__WHAT THIS TASK INVOLVES__
Find every line in the items that contains the string "instance" and copy each of those lines.

━━ DATASET ENTRIES ━━

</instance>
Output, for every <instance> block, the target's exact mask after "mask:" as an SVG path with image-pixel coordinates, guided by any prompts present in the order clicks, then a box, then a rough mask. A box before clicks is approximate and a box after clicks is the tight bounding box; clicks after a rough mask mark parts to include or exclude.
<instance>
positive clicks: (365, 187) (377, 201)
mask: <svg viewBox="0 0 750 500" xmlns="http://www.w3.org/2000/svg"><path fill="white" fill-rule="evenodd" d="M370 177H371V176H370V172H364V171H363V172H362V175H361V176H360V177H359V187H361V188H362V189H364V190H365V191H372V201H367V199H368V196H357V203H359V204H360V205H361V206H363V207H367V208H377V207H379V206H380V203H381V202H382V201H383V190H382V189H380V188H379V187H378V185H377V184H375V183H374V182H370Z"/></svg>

━━━

__RESPONSE TO THIS EXERCISE__
</instance>
Output, for every <instance> block, the target's exact mask after "mask:" as an SVG path with image-pixel coordinates, guided by any prompts present in the order clicks, then a box, then a rough mask. A box before clicks is approximate and a box after clicks is the tight bounding box; clicks after a rough mask mark parts to include or exclude.
<instance>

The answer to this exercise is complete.